### SUPPLIED TEXT:
The consequence of this reversal is that the church can only see itself as a community of
Gentiles, drawn from all the other nations of the world, who have been called by the God of
Israel to serve God alongside of and not in place of Israel. Because the church's Lord is a
Jew, one of Israel, the church cannot draw near to that Jew without drawing near to his
people, and the church cannot be servant of that Jew without also serving his people. This
recognition of the Jewish people as the people of whom Jesus is one, is unavoidable once
Christians really recognize Jesus as a Jew, for a Jew, including that one Jew, is first of
all a member of the people whom God called as a people. And so we can conclude that for
Christians, Jesus is the Jew who binds the peoples of the nations to his own people Israel.
Through him, we Christians share with Jews the heritage of Israel and the calling of God to
God's service for the sake of this dangerously threatened world. That is where we are today,
and that is what is brought to light by pairing Jesus with Torah and the church with Israel.
Back to Outline
A third pairing is also possible. Logically possible, that is. Only time will tell if it
is actually possible. Nevertheless, I want to explore with you some implications of another
set of pairings that challenges us to face a future into which we have not yet, but may
possibly, move. I want you to entertain the possibility of pairing Torah with the church,
and Israel with Jesus. This goes further than either the church or the Jewish people have
dared to move so far. I make no predictions about whether or when it will happen. But it
could!
a) Let us begin with the connection between church and Torah. At first brush, this seems
impossible, for Torah is God's special gift to Israel. Torah is God's definition of
precisely Israel's holiness, its separation from and distinctiveness over against all the
other nations of the world. How can this possibly be related to the church, made up as it is
of those called out from just those other nations?
As a matter of historical fact, of course, the Jewish movement that was to become the
church relied on the Torah and the rest of Israel's Scriptures from its beginning, but as it
became a predominantly Gentile affair, it started to justify its claim to Israel's
Scriptures by claiming it was itself Israel, the true Israel, replacing the Jewish people in
that role. That claim is no longer tenable for a church that has come to recognize that the
Jewish people is Israel. The church today and in the future can therefore only accept that
it is a predominantly Gentile community, called by God to live and work alongside of Israel.
This Gentile church, however, does believe itself to be made up of those called out from
among the nations. The church is not the world, nor does it believe itself to be of the
world. It too, along with Israel, is called to holiness, to be separated out and set apart
for the service of God. The church shares in that love with which God made covenant with
Israel. So the church can and should claim to take God's Torah seriously.
I am referring here to the full Torah, not just the so-called Torah for the Gentiles, the
more limited commandments which the Rabbis believed God had provided for Noah and his
descendants. The church's Bible begins with the full five books of Moses, the whole Torah.
And the ultimate reason for that is that the full Torah is mediated to the church by Jesus,
as the full Torah is mediated to the Jewish people by the Talmud. If we put this in Jewish
terms, we could say that the story of Jesus is the church's Talmud that takes us to Torah.

### EXTRACTED RECORDS:
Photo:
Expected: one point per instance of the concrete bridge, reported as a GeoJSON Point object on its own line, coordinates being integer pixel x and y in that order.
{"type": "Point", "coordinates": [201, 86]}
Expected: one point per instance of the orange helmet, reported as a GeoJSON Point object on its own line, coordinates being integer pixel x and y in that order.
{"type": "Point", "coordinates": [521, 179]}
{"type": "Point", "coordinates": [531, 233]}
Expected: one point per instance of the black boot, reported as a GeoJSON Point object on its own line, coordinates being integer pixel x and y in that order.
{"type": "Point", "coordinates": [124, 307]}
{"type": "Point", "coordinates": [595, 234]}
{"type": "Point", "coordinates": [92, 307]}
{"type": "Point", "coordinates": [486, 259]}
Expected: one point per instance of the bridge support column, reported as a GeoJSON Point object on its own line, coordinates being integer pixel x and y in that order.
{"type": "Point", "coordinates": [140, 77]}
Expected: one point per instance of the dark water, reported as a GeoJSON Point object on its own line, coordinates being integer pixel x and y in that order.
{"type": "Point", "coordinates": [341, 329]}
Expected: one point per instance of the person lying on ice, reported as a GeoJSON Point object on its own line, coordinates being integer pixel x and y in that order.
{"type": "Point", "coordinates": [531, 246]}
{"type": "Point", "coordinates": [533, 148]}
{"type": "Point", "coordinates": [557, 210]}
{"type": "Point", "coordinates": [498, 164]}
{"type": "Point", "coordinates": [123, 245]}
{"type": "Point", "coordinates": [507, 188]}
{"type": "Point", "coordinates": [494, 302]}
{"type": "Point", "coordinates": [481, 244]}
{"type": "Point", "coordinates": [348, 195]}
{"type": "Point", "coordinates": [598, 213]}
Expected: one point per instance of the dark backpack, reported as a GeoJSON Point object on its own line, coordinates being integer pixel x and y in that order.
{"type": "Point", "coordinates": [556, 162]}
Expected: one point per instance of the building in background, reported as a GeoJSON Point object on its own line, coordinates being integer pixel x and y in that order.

### TASKS TO PERFORM:
- A) Summarize the passage on the church and Israel in two sentences.
- B) Rewrite the paragraph of the passage on the church and Israel that begins "As a matter of historical fact" in two shorter sentences, keeping its main facts.
The records have no connection to the passage on the church and Israel.

### SOLUTIONS IN ORDER:
- A) Because Jesus is a Jew, the church can only see itself as a community of Gentiles called to serve God alongside Israel rather than in its place, and through him Christians share the heritage of Israel with Jews. A further pairing of Torah with the church and Israel with Jesus is logically possible, and under it the church, called to holiness alongside Israel, should take the full Torah seriously, with the story of Jesus serving as the church's Talmud that leads it to Torah.

- B) The Jewish movement that became the church relied on the Torah and Israel's other Scriptures from the start, but once it was mostly Gentile, it defended its claim to them by calling itself the true Israel in place of the Jewish people. That claim no longer holds for a church that recognizes the Jewish people as Israel, so the church can only accept that it is a mostly Gentile community called by God to live and work alongside Israel.